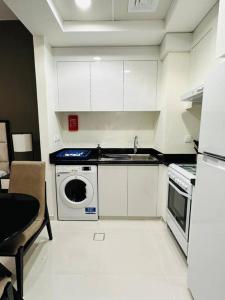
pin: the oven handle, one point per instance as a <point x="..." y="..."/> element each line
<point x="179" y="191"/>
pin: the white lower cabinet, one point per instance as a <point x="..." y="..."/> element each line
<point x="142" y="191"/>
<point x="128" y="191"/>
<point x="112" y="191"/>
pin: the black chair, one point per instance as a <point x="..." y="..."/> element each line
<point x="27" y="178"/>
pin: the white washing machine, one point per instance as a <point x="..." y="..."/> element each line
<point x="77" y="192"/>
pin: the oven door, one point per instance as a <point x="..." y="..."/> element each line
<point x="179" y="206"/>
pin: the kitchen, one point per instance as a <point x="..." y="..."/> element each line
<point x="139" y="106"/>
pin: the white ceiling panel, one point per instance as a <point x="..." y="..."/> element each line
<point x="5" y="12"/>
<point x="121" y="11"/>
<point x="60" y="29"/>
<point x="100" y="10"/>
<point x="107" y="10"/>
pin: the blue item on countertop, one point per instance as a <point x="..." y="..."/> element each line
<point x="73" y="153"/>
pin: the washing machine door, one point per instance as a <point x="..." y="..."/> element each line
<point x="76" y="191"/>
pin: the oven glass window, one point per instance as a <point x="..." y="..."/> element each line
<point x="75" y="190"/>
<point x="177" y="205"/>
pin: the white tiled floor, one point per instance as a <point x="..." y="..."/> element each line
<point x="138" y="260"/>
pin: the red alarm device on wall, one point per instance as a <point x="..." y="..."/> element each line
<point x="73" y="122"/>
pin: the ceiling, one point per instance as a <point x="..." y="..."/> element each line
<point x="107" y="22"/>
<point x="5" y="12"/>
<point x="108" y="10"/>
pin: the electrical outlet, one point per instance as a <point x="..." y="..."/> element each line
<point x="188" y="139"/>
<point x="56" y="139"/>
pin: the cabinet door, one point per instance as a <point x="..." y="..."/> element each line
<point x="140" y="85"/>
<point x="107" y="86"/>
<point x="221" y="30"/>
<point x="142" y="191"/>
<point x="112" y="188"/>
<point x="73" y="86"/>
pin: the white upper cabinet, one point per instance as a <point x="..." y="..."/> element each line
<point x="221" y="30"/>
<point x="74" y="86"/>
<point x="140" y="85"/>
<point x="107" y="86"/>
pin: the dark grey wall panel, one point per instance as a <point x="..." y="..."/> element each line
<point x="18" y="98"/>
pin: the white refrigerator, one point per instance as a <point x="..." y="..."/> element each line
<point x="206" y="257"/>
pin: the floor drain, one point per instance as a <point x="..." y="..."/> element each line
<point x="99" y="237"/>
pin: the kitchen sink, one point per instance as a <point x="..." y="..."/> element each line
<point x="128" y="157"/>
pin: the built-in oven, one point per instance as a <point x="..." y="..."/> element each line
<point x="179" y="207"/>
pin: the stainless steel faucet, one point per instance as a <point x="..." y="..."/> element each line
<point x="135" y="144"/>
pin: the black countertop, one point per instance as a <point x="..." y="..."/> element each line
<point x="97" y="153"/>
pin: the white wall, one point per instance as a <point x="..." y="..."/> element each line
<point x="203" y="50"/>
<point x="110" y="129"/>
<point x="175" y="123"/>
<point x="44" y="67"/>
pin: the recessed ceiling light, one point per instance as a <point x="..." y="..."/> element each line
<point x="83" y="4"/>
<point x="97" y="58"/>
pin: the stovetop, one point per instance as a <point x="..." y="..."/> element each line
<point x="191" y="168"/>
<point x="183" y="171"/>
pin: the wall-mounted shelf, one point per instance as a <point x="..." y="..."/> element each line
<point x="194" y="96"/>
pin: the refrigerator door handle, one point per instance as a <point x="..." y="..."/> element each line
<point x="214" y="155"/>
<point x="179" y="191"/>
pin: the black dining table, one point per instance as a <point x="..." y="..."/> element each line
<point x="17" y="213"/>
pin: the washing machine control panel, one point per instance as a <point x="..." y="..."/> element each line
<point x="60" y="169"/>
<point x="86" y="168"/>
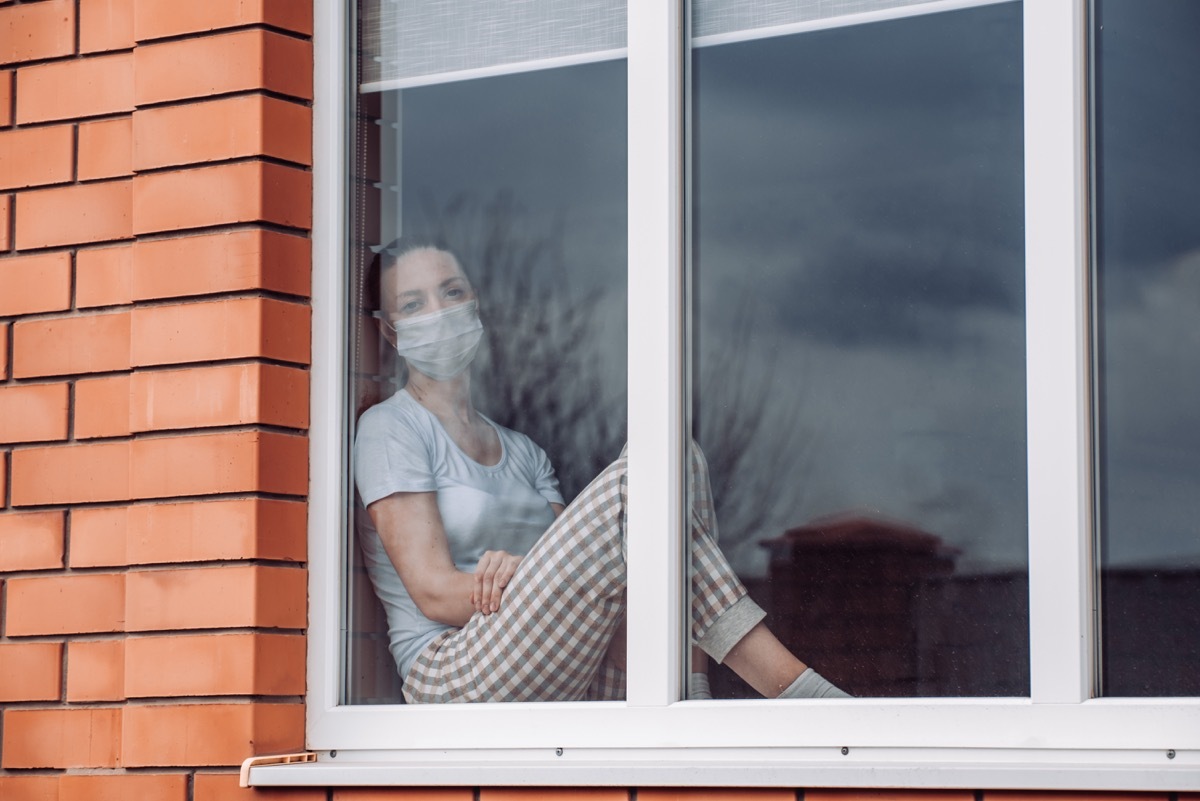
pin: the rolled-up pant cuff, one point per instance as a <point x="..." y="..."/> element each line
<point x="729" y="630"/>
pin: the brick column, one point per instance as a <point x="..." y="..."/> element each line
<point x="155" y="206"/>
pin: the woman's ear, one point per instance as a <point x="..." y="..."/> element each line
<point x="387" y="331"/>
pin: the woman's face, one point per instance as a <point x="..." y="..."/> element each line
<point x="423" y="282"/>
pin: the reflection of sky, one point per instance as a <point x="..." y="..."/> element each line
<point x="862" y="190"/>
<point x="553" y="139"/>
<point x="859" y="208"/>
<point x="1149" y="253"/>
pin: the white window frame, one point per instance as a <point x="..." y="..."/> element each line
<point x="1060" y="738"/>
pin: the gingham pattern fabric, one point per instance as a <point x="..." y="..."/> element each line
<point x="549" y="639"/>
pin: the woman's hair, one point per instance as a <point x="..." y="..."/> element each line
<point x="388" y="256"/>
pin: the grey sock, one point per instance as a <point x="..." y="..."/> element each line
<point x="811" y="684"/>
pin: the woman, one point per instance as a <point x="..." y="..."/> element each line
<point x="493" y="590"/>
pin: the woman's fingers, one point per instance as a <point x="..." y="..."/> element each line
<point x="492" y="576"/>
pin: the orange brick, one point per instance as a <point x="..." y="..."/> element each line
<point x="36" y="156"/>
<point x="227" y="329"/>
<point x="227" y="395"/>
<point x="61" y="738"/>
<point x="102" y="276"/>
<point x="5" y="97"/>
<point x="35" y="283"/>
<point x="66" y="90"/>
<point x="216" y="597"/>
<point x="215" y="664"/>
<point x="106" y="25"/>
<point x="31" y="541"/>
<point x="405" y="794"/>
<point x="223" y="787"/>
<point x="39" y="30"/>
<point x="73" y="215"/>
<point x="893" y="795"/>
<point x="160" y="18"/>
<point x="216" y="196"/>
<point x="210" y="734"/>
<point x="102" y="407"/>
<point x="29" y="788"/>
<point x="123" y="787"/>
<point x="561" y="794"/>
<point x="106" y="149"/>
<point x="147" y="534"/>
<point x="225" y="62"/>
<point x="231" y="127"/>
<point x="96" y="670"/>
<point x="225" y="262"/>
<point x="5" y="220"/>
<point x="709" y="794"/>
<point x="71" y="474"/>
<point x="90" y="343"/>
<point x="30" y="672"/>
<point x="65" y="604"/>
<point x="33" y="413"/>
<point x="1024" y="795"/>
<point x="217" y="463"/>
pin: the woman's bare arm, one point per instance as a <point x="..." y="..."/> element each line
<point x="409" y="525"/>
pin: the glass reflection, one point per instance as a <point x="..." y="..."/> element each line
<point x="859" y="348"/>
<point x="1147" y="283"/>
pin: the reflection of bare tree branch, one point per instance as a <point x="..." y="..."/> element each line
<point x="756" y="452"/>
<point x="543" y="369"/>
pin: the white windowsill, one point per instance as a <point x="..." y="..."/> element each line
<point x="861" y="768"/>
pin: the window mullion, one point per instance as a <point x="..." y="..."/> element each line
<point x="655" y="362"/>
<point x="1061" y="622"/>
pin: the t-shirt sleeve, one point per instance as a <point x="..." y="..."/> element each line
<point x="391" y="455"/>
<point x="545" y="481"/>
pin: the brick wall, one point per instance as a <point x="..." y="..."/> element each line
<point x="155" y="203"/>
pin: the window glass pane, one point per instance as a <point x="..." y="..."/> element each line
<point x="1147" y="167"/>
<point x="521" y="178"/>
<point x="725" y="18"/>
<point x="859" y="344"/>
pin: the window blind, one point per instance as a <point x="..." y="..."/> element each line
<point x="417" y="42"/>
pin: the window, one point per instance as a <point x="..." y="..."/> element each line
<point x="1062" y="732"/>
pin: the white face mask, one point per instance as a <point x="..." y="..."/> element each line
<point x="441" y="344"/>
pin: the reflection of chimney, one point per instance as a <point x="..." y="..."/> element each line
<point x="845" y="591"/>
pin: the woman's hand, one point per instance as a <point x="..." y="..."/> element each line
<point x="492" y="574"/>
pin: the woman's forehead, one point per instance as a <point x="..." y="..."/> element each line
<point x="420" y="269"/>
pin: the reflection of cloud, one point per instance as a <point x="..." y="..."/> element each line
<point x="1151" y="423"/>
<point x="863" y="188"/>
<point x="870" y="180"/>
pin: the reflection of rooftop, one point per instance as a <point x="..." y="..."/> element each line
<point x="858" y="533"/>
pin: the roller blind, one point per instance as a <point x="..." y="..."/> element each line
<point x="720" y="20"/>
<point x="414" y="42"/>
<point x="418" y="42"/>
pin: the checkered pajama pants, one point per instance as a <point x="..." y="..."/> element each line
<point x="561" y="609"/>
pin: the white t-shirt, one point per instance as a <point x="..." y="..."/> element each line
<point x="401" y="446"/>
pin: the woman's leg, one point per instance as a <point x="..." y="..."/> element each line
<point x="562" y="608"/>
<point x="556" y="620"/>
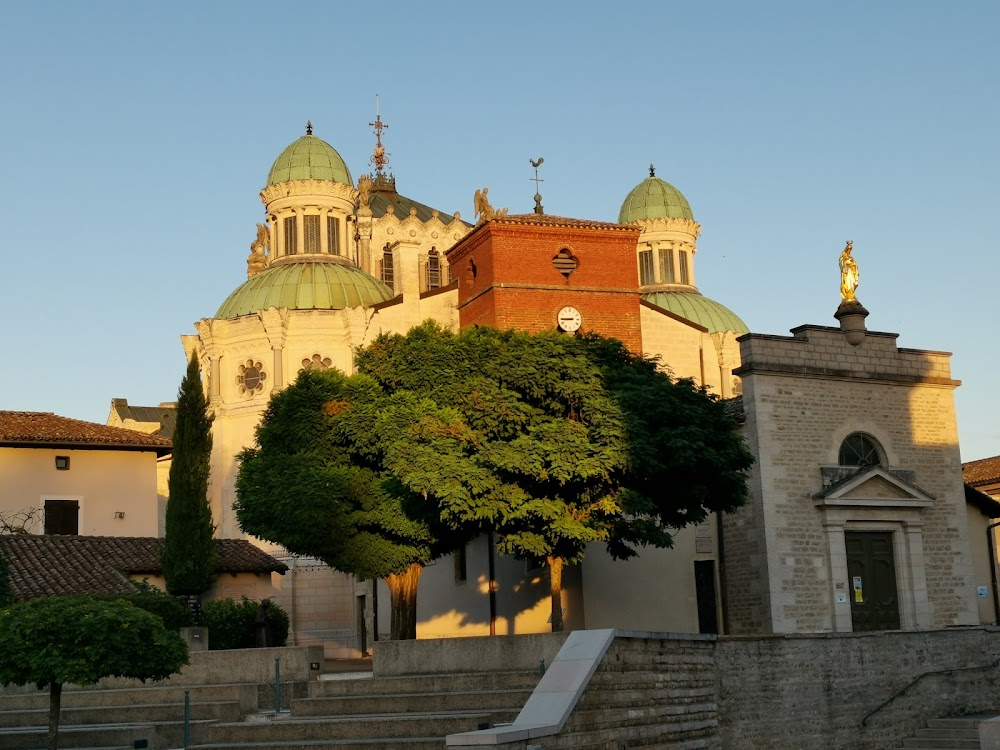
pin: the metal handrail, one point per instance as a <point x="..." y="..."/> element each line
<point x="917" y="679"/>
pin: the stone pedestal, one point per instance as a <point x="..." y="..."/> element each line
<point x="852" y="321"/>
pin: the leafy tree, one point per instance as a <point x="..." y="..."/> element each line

※

#### What to produce:
Retype verbatim only the lines beginning with the line that contains "pin: the woman's hand, one" and ending with the last line of the listing above; pictures are to be excluded.

#### Task response:
pin: the woman's hand, one point per instance as a <point x="..." y="..."/> element each line
<point x="492" y="574"/>
pin: the woman's forehead, one point per instance as a <point x="..." y="..."/> element each line
<point x="420" y="269"/>
pin: the reflection of cloud, one point per instance as a <point x="..." y="..."/> element each line
<point x="1151" y="423"/>
<point x="863" y="188"/>
<point x="870" y="180"/>
pin: the reflection of rooftop, one point per instance as a <point x="..." y="..."/> element each line
<point x="858" y="533"/>
pin: the roller blind, one point per instance as a <point x="..." y="..."/> element each line
<point x="720" y="20"/>
<point x="414" y="42"/>
<point x="418" y="42"/>
pin: the checkered pajama pants, one point per instance as a <point x="..." y="..."/> element each line
<point x="561" y="609"/>
pin: the white t-shirt, one point per instance as a <point x="..." y="..."/> element each line
<point x="401" y="446"/>
pin: the woman's leg, one point per instance as a <point x="..." y="..."/> element each line
<point x="562" y="608"/>
<point x="556" y="620"/>
pin: the metal handrail, one point per instance as a <point x="..." y="..."/> element each line
<point x="917" y="679"/>
pin: the stone pedestal, one point per instance as a <point x="..." y="..."/> element each line
<point x="852" y="321"/>
pin: the leafy tree, one point per instance as a <point x="..." y="..."/> element each line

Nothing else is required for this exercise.